▶ **About this task**
Every line below from the one containing "# return one point per instance of the white painted" through the one containing "# return one point per instance of the car windshield, each" must be transcribed exactly. Omit all lines outside that stretch.

▶ **Task data**
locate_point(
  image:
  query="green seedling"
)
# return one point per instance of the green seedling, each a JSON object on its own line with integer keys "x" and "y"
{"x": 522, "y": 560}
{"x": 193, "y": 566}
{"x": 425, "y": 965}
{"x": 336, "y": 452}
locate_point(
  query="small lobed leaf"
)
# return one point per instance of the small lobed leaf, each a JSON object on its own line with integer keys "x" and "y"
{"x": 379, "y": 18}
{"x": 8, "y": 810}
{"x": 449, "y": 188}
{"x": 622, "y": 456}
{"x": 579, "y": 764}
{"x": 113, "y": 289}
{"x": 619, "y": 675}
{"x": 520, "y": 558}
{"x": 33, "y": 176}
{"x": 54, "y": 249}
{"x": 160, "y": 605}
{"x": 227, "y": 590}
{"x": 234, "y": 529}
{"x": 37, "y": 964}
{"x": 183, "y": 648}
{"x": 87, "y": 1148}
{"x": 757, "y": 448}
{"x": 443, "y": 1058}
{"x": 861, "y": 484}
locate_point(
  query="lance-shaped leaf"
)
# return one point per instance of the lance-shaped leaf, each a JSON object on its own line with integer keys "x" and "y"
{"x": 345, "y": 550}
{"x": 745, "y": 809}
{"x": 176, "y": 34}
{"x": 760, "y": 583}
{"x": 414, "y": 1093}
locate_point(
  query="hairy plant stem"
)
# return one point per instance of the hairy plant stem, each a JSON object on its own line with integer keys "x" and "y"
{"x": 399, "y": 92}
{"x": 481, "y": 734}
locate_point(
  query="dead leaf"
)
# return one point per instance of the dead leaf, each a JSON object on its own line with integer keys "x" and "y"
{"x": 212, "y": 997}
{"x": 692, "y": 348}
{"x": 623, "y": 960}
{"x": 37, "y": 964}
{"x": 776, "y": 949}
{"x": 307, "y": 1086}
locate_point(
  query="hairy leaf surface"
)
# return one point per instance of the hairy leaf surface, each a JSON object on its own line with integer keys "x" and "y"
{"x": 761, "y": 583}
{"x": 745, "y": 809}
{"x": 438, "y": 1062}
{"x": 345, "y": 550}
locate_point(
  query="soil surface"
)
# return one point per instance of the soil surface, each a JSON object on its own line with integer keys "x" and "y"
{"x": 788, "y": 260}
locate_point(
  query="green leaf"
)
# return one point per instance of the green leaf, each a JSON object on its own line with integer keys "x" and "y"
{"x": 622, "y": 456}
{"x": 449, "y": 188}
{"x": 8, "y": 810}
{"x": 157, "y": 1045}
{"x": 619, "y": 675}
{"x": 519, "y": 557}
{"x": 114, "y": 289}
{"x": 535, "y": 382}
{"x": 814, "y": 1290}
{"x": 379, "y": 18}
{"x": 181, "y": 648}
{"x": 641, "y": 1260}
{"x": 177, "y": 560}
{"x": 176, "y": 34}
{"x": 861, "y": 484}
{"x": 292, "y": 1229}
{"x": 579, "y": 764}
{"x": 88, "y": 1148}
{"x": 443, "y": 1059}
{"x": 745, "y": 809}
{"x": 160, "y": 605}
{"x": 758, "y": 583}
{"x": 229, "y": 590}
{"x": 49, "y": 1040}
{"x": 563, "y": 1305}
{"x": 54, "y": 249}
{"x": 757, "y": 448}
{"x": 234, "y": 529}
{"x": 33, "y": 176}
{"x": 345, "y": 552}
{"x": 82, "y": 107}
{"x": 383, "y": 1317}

==

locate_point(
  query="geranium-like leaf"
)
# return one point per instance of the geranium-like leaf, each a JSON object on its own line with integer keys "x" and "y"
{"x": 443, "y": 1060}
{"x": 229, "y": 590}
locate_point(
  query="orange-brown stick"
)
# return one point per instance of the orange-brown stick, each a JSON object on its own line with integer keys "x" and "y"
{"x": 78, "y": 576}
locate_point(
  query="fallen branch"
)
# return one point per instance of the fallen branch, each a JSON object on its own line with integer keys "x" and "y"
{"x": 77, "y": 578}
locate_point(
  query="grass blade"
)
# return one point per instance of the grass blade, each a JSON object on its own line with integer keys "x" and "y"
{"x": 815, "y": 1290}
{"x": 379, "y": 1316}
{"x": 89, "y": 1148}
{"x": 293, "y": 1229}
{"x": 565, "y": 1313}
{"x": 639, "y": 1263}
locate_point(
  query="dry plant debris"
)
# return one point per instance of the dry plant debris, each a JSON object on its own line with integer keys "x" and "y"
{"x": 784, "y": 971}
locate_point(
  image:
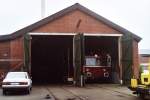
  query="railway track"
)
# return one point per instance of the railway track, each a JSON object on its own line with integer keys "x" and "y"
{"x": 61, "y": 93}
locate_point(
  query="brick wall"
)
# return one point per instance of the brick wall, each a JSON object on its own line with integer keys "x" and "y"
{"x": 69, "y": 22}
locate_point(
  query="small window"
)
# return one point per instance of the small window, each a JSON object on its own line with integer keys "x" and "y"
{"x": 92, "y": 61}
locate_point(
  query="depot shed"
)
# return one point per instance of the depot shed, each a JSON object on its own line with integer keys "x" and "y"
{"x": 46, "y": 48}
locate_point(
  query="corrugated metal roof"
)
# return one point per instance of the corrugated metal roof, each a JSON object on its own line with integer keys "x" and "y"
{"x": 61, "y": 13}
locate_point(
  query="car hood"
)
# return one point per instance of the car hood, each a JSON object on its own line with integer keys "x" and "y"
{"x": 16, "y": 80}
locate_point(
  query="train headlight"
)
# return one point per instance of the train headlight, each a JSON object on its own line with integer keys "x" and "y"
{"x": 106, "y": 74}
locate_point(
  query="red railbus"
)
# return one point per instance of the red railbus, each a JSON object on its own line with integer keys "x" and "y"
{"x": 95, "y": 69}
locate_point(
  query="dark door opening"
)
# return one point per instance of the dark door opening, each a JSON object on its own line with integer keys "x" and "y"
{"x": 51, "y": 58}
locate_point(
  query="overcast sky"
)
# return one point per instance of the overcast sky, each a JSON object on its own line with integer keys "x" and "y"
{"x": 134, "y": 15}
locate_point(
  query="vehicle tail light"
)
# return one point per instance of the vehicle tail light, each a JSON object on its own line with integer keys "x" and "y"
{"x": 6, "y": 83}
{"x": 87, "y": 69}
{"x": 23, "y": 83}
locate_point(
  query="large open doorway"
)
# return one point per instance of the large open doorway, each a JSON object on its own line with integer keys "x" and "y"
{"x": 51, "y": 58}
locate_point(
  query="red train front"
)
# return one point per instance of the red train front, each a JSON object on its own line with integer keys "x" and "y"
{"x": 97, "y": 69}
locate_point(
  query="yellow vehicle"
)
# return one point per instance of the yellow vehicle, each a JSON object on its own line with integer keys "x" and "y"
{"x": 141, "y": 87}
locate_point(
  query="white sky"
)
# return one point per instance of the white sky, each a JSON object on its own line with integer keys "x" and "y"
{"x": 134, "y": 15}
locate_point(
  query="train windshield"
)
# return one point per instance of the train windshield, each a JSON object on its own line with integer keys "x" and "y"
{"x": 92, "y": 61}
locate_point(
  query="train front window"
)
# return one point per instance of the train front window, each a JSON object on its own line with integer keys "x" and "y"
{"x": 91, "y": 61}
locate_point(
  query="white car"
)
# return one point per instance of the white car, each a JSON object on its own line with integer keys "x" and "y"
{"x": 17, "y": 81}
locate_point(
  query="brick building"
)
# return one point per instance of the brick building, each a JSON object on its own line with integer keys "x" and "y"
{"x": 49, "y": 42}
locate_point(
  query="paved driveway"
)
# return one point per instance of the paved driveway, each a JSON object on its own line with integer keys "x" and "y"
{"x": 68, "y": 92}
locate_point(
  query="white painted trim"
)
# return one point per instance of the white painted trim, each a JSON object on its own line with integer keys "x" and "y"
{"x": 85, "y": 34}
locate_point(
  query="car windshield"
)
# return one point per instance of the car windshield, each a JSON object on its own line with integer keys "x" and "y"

▶ **Completed exercise**
# return one point per instance of the white painted trim, each a JSON object on its own line with integer keys "x" and "y"
{"x": 85, "y": 34}
locate_point(
  query="car windshield"
)
# return one point per instance of the car windshield, each a JSON object on its own line with integer keys "x" and "y"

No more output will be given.